------ Task material ------
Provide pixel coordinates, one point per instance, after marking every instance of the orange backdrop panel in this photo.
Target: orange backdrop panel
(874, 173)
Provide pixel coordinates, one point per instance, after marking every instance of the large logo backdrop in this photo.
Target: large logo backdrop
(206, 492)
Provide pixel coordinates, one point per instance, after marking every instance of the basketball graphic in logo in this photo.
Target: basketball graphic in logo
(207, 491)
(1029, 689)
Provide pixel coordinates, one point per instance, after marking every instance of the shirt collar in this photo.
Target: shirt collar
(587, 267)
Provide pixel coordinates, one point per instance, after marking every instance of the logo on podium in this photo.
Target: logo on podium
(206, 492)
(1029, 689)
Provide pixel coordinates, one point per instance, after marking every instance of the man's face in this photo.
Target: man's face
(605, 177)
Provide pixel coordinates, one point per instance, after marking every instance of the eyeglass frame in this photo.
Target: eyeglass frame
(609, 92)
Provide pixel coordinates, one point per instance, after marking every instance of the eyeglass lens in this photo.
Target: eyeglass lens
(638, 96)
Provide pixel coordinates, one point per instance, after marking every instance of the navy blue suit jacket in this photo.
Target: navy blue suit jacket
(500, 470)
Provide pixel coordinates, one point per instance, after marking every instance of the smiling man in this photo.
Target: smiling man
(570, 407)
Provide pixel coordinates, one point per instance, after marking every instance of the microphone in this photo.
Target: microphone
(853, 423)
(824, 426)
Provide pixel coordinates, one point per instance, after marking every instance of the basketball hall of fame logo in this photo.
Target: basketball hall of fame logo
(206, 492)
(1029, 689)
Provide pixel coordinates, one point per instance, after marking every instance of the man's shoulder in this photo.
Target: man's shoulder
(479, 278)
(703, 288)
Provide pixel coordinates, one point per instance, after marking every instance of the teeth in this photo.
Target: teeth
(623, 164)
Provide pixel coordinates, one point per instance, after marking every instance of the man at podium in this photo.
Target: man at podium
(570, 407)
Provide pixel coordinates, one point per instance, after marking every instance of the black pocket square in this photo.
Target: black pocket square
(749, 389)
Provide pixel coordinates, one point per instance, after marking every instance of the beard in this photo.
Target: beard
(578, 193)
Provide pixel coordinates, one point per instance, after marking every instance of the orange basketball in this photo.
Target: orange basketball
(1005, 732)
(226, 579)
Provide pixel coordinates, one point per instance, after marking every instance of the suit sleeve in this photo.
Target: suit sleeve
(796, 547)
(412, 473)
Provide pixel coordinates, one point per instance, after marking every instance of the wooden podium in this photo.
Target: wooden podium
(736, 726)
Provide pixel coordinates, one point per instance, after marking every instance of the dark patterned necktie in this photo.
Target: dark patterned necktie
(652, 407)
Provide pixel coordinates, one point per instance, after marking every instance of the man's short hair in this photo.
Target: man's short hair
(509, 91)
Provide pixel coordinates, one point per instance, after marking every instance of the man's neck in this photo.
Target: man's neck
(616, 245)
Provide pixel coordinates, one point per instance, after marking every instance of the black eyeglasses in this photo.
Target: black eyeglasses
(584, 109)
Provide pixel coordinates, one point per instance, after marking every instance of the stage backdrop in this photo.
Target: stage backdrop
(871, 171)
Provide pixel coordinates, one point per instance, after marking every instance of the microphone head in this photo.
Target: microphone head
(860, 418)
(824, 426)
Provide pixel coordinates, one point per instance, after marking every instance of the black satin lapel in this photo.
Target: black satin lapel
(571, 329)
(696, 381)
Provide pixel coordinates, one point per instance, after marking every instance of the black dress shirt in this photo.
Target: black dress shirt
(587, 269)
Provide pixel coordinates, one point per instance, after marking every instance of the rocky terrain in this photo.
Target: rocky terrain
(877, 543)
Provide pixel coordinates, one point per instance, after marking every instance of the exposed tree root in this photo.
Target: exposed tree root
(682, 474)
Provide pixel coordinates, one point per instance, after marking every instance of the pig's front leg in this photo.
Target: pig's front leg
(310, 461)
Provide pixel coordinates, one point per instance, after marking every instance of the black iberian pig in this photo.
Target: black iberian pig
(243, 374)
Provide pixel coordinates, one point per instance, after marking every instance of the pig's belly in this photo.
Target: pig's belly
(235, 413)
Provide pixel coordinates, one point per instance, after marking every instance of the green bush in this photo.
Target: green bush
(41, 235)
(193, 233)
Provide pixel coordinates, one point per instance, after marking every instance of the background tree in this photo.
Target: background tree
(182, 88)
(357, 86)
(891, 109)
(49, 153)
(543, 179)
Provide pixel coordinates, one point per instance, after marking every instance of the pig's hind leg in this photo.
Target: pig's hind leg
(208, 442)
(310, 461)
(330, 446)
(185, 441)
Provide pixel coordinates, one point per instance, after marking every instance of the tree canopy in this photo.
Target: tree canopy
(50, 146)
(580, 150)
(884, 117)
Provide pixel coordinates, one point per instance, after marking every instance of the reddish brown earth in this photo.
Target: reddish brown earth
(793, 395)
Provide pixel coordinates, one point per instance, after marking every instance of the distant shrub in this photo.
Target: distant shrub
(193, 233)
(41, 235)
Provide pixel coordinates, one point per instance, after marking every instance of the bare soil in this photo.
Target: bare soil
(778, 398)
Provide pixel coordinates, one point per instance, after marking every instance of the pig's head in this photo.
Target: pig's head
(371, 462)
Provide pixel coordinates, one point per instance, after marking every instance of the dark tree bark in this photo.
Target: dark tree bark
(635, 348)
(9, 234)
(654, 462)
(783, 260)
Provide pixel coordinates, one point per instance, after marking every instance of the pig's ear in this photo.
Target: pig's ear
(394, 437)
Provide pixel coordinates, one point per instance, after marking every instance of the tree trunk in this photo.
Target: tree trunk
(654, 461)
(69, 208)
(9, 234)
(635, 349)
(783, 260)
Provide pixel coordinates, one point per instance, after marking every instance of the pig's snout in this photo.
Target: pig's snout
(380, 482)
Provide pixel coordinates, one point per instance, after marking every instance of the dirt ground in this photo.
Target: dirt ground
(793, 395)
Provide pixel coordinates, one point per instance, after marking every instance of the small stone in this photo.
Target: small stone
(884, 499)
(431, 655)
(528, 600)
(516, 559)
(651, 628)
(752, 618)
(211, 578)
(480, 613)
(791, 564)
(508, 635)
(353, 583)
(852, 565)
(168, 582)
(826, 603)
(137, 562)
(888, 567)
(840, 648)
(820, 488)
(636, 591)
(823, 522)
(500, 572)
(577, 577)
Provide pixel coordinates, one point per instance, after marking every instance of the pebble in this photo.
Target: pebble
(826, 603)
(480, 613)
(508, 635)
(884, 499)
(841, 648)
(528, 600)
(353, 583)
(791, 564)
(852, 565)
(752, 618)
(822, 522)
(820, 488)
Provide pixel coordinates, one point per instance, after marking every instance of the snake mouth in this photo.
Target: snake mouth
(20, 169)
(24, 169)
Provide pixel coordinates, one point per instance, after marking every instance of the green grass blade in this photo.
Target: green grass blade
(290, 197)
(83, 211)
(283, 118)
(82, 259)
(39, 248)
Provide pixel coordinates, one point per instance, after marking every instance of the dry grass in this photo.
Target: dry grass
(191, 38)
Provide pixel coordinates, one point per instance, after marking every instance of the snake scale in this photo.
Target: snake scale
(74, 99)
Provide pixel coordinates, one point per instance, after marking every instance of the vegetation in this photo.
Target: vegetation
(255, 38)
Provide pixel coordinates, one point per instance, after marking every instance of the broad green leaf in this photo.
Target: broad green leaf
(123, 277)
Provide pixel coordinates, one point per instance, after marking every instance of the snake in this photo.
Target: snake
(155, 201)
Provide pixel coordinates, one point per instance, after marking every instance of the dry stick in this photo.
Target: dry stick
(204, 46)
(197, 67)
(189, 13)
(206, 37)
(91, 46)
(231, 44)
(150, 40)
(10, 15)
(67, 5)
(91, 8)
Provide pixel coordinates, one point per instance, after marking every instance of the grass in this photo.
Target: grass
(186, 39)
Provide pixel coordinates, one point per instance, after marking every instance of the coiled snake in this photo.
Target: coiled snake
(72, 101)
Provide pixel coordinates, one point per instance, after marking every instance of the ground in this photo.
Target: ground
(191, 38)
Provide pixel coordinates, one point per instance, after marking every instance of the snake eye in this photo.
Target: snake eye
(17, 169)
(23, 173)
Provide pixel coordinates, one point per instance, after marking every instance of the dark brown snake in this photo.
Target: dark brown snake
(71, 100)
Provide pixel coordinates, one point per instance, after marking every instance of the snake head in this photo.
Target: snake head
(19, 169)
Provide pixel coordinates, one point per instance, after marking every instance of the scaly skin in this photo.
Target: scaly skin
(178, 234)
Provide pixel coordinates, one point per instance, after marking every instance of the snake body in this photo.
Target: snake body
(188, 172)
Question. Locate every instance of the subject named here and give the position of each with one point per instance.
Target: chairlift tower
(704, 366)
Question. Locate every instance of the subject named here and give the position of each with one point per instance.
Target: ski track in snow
------
* [Task prompt] Retype the entries above exactly, but only from the line containing "beard in this photo." through the line containing "basketball in this photo.", both included.

* [Result for this exercise]
Provide pixel coordinates, one point per instance, after marking every instance of the beard in this photo.
Target: beard
(578, 193)
Provide pixel coordinates, one point per instance, after marking every instance of the orange basketball in this photo.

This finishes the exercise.